Your tasks ->
a) Can you sum up the mixed martial arts article in two sentences?
b) Could you write out the part of the mixed martial arts article between "Mixed martial arts set" and "judo and taekwondo.", inclusive?

Text shown ->

- Opening Delimiter -

Mixed martial arts set to become legal with final House vote
UFC events will have clear legal basis across country
Members of Parliament have passed with overwhelming support a Senate bill that will change the Criminal Code to make mixed martial arts and other combative sports legal in a final vote of 267–9.
The changes will update the definition of a prize fight, which until now was defined as an encounter or fight with fists or hands, meaning that not only was MMA outside the law, but so were Olympic sports such as judo and taekwondo.
"I am delighted that members of Parliament from all parties recognized the importance of updating the Criminal Code to reflect today's reality," said the bill's sponsor, Conservative Senator Bob Runciman, in a written statement on Wednesday.
Ontario and Quebec had worked around the law by designating Ultimate Fighting Championship events as boxing matches, but "this bill gives provincial regulators the clarity they need to better regulate amateur and professional combative sports, and to protect the health and safety of athletes," Runciman said.

- Closing Delimiter -

Given material ->
- Opening Delimiter -

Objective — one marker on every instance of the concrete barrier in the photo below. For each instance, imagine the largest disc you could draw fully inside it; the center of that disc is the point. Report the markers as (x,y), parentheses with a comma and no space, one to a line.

- Closing Delimiter -

Answers to the exercises ->
a) Members of Parliament voted 267–9 to pass a Senate bill that changes the Criminal Code to make mixed martial arts and other combative sports legal, updating a prize-fight definition that had covered only fights with fists or hands. The bill's sponsor, Conservative Senator Bob Runciman, said it gives provincial regulators the clarity they need to better regulate amateur and professional combative sports and to protect athletes' health and safety.

b)
Mixed martial arts set to become legal with final House vote
UFC events will have clear legal basis across country
Members of Parliament have passed with overwhelming support a Senate bill that will change the Criminal Code to make mixed martial arts and other combative sports legal in a final vote of 267–9.
The changes will update the definition of a prize fight, which until now was defined as an encounter or fight with fists or hands, meaning that not only was MMA outside the law, but so were Olympic sports such as judo and taekwondo.